==== 文書の抜粋

どっちかというと自分はモノが捨てられないタイプ寄りの人間です。
それでも数年に一回、モノを捨てたくなる病が発動する時があって、昔の日記、写真、本、洋服、などをごっそり捨てたことがあります。捨てたあとの気持ちよさ!捨てたことを後悔したことは一度もないです。
そういう気持ちもわかっているのに、ものや思い出をバンバンと捨てることが出来る人へのよくわからない恐怖心みたいなものが時々あります。これってなんなんだろう?
今回はちょっとその「恐怖心?」について考えてみました。
最近、仕事部屋を作りました。
前の職場を辞めてこれからは自宅で仕事をすると決めた時、デスクトップのPCと大きなモニターを買いました。それに伴いパソコンデスクも買ったのですが(それまでノートPCしかなかった)、置ける場が寝室にしかなく、しばらくずっと寝室で仕事をしていました。

========
==== 提供データ

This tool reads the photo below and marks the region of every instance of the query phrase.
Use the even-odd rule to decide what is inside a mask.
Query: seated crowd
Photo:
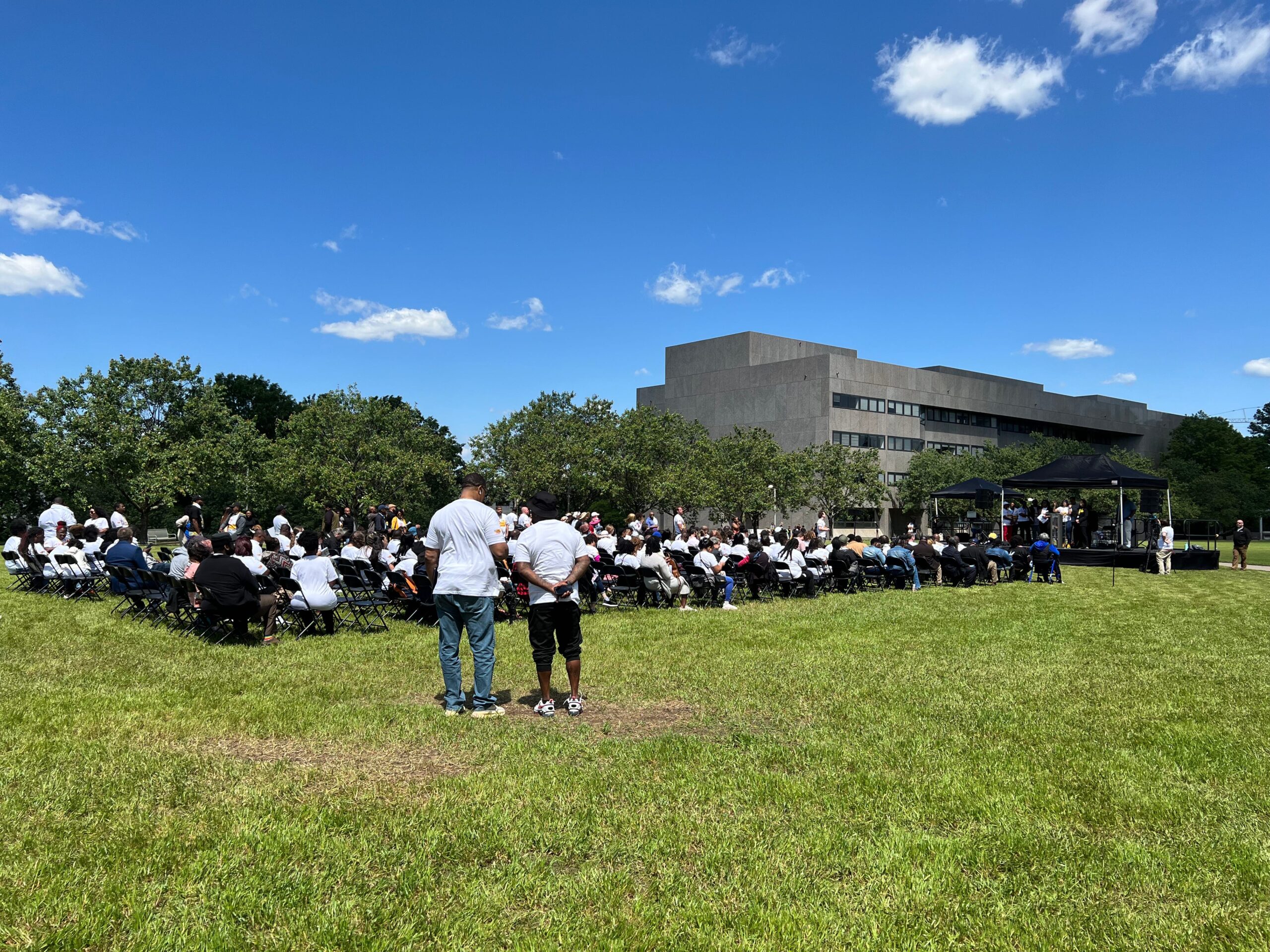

========
==== 提供データ

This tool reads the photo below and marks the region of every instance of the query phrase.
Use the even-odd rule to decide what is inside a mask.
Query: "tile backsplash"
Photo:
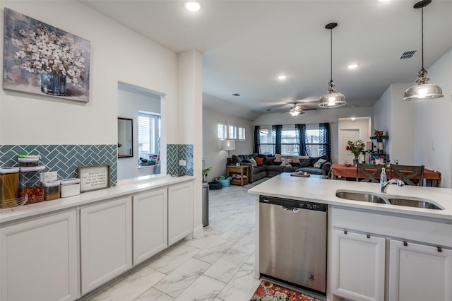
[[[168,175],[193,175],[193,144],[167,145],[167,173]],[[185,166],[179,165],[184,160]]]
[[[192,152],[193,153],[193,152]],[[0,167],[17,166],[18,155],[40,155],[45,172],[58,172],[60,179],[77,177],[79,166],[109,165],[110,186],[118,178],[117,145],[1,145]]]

========

課題 1 :: 上の、モノを捨てることと仕事部屋をめぐる文章を2文で要約せよ。
課題 2 :: 上の、モノを捨てることと仕事部屋をめぐる文章を、最後の文の後から書き継げ。
記録はこの作業には関係しない。

課題の結果 1 :: 筆者はモノを捨てられないタイプ寄りだが、数年に一度まとめて捨てたくなることがあり、捨てて後悔したことは一度もない一方で、思い出をバンバン捨てられる人には時々よくわからない恐怖心を抱いており、それについて考えてみたという。最近仕事部屋を作った筆者は、自宅で仕事をすると決めた時にデスクトップPCと大きなモニター、パソコンデスクを買ったが、置ける場所が寝室しかなく、しばらく寝室で仕事をしていた。

課題の結果 2 ::
そのうち仕事の資料や本が増え、Skypeで打ち合わせをすることも多くなり、寝室では何かと不便な事情も出てきました。なので物置になってた部屋を整理し、そこに仕事コーナーを作ったのです。
もっと前からそうしたかったのに重い腰が上がらなかったわけは、その部屋には私が以前使ってたベッドが置いてあったから。ベッド捨てるのってけっこう大変なんですよね。シール買って貼って、電話して、収集所に運んで…。
やりたい、しかしめんどくさい。涼しくなったら、暖かくなったら、この仕事が終わったら、体調が良くなったら・・・と、言い訳を作っては延ばし延ばしに。
なので自分の片付けに対するモチベーションを上げるために、再読も含め断捨離本を幾つか読みました。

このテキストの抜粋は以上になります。